[Referring expression pointing data]

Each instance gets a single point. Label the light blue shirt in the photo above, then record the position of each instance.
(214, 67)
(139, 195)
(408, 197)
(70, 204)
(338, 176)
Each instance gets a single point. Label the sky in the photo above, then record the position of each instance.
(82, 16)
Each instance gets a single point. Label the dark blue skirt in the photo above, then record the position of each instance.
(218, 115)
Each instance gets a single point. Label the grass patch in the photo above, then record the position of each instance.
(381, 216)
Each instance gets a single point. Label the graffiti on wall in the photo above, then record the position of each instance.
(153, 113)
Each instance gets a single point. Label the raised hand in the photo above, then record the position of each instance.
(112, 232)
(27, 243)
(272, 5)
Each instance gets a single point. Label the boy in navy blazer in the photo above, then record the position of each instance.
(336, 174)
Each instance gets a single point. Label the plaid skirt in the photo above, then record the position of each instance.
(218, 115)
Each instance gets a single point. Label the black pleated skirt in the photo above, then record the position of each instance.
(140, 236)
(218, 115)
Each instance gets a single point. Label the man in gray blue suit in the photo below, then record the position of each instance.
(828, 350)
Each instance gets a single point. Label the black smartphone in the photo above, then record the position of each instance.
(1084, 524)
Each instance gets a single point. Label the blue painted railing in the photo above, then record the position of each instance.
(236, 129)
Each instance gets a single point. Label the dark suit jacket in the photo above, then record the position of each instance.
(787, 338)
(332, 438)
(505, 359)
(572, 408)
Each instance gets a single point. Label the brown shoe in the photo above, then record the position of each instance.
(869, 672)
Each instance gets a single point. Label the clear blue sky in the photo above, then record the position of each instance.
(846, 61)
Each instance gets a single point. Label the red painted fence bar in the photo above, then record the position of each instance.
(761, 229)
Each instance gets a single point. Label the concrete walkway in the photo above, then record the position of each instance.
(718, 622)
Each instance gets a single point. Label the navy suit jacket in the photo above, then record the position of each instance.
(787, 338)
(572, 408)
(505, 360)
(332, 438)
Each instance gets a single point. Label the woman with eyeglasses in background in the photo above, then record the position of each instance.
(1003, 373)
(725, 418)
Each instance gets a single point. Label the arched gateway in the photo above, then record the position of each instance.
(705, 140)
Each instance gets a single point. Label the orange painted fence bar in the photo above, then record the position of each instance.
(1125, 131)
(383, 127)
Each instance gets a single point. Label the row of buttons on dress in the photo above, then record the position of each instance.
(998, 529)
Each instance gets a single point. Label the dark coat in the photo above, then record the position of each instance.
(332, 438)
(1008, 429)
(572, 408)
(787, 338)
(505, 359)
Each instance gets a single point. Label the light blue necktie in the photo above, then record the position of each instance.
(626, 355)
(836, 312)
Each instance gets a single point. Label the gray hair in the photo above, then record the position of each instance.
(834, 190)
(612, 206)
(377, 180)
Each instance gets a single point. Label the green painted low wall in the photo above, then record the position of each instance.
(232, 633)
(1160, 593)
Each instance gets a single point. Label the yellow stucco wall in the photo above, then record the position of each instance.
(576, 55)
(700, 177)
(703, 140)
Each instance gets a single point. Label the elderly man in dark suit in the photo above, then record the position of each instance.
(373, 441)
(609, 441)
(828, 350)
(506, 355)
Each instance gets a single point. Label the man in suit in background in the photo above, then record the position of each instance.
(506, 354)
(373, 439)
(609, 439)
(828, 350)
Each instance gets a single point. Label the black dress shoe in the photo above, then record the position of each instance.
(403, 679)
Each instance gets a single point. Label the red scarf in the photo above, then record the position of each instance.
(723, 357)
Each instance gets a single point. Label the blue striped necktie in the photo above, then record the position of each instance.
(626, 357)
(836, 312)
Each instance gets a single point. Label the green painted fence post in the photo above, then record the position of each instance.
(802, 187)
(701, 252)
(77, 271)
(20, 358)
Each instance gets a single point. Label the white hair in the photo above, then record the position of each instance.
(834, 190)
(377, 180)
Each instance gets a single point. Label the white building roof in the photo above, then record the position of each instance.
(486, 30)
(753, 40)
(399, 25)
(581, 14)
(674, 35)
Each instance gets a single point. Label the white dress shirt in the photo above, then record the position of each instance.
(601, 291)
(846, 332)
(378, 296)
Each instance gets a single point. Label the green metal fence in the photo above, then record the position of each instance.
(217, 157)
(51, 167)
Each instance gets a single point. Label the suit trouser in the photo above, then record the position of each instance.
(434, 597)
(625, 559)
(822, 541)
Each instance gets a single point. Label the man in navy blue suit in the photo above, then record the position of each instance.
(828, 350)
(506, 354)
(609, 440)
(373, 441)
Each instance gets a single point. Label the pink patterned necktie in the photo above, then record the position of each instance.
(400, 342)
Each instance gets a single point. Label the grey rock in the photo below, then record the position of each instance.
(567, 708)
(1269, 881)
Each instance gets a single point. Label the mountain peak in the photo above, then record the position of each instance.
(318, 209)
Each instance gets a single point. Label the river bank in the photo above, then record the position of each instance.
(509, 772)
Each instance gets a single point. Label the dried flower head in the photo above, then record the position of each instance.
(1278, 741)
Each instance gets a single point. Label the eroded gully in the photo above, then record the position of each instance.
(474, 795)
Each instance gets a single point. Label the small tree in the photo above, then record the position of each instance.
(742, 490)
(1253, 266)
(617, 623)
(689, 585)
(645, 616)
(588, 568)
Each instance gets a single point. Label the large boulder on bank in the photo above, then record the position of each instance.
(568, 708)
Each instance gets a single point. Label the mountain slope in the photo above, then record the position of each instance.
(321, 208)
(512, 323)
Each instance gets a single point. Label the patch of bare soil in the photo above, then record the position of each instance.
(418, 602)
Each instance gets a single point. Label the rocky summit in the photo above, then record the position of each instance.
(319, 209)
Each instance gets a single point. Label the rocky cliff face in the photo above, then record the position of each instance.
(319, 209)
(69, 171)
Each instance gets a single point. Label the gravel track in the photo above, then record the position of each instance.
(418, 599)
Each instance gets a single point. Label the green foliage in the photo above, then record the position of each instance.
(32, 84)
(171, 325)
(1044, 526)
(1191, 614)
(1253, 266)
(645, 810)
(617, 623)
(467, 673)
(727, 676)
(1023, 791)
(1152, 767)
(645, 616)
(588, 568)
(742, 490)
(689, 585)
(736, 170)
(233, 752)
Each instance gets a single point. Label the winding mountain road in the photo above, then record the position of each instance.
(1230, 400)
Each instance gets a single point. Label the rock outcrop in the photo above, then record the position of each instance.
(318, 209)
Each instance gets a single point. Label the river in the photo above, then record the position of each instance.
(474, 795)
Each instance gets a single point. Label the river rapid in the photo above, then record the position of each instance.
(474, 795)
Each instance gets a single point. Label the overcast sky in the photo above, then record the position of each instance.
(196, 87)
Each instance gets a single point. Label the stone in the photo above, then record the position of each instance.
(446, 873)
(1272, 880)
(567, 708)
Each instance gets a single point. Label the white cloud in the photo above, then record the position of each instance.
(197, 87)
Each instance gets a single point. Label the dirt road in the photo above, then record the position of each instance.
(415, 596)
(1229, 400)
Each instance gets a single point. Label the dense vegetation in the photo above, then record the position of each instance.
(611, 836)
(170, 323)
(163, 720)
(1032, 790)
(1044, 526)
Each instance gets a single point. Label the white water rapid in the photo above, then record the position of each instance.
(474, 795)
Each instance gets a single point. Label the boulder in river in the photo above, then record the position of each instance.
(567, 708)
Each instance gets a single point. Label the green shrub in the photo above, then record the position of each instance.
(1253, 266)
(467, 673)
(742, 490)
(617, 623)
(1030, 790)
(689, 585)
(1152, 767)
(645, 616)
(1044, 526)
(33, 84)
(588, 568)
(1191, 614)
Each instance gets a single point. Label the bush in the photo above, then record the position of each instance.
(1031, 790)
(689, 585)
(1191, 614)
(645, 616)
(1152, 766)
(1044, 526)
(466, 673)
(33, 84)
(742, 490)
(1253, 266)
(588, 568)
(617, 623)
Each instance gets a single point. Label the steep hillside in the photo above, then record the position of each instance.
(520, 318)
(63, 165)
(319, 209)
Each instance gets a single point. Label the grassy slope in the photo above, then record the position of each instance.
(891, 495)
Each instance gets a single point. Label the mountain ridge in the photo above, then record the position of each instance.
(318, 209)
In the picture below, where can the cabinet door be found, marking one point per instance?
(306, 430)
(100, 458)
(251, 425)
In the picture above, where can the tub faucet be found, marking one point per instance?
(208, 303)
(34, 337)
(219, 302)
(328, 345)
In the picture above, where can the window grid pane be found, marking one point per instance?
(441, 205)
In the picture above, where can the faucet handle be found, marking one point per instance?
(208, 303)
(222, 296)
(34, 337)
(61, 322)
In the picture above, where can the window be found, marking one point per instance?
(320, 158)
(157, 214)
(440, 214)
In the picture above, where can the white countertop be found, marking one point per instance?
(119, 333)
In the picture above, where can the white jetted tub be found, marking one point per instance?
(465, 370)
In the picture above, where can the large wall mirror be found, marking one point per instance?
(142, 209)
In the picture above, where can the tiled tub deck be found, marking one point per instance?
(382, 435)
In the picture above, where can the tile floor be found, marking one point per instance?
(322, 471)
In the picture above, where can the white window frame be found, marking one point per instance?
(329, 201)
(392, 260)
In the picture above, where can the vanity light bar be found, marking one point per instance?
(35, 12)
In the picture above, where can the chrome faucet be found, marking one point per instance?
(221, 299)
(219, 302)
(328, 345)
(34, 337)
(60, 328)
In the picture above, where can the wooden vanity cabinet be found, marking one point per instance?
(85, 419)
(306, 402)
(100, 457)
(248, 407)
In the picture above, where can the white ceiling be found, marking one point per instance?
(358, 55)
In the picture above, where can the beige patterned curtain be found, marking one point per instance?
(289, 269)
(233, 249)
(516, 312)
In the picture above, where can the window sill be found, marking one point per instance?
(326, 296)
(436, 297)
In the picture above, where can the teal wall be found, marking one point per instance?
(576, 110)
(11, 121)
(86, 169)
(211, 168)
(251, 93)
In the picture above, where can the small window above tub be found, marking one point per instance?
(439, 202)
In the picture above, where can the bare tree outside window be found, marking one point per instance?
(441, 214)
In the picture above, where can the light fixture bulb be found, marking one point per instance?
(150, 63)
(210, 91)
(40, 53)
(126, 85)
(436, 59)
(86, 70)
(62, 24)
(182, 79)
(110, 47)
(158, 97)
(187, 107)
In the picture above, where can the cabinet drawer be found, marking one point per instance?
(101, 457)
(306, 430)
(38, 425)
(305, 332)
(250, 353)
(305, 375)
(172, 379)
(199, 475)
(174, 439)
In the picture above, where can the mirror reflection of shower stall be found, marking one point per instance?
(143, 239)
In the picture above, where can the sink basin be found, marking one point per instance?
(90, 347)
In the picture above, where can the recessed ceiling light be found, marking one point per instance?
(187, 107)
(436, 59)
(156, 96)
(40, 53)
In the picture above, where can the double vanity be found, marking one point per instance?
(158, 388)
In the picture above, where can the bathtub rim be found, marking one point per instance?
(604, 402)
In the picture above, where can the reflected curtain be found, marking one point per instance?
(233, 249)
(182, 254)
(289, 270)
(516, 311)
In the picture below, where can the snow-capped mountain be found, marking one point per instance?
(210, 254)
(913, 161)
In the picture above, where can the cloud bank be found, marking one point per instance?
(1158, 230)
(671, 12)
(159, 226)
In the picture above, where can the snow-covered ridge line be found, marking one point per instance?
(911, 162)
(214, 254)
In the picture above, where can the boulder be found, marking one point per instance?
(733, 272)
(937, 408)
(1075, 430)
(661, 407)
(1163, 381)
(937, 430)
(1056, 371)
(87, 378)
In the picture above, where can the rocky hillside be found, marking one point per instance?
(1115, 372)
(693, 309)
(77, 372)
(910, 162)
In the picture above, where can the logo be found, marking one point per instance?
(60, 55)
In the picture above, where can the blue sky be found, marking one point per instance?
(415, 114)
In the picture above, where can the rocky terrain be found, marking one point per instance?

## YOUR INSTRUCTIONS:
Please return exactly the lines from the one containing "In the picture above, where can the bare" through the end of the entries above, adding no other line.

## YOUR RESPONSE:
In the picture above, where can the bare tree outside window be found, marking one point per instance?
(441, 214)
In the picture above, where can the light fixture bulb be found, marking one point per instance?
(150, 63)
(210, 91)
(40, 53)
(126, 85)
(436, 59)
(86, 70)
(62, 24)
(182, 79)
(110, 47)
(158, 97)
(187, 107)
In the picture above, where can the cabinet drawer be found, marking one point per instance?
(101, 457)
(306, 430)
(38, 425)
(305, 332)
(250, 353)
(305, 375)
(172, 379)
(199, 475)
(174, 439)
In the picture above, where can the mirror reflection of shower stall be found, marking one point per instance?
(143, 239)
In the picture above, where can the sink basin be found, marking one point per instance?
(90, 347)
In the picture above, where can the recessed ceiling light be found, marking one point per instance?
(187, 107)
(436, 59)
(156, 96)
(40, 53)
In the picture above, where can the double vanity be found, marking one point per instance?
(158, 388)
In the picture above, where can the bathtub rim be found, marking one point per instance?
(604, 402)
In the picture above, where can the reflected curtain be found, marking one point per instance?
(233, 249)
(182, 254)
(289, 270)
(516, 311)
In the picture below, where can the snow-capped mountain be found, marking one point per instance?
(210, 254)
(913, 161)
In the picture above, where can the cloud bank be found, marking one point per instance?
(1158, 230)
(671, 12)
(159, 226)
In the picture above, where can the snow-covered ridge line be found, marking one point per instance?
(911, 162)
(214, 254)
In the picture above, where can the boulder be found, marking one point per instance?
(733, 272)
(937, 408)
(1075, 430)
(661, 407)
(1163, 381)
(937, 430)
(1056, 371)
(87, 378)
In the picture above, where can the rocky hillside be found, marking one point per instance?
(1115, 372)
(693, 309)
(77, 372)
(910, 162)
In the picture above, where can the logo be found, marking one point per instance?
(60, 55)
In the picture above, where can the blue sky be found, marking one point per instance?
(415, 114)
In the picture above, where can the rocky terrain be found, marking one point per instance?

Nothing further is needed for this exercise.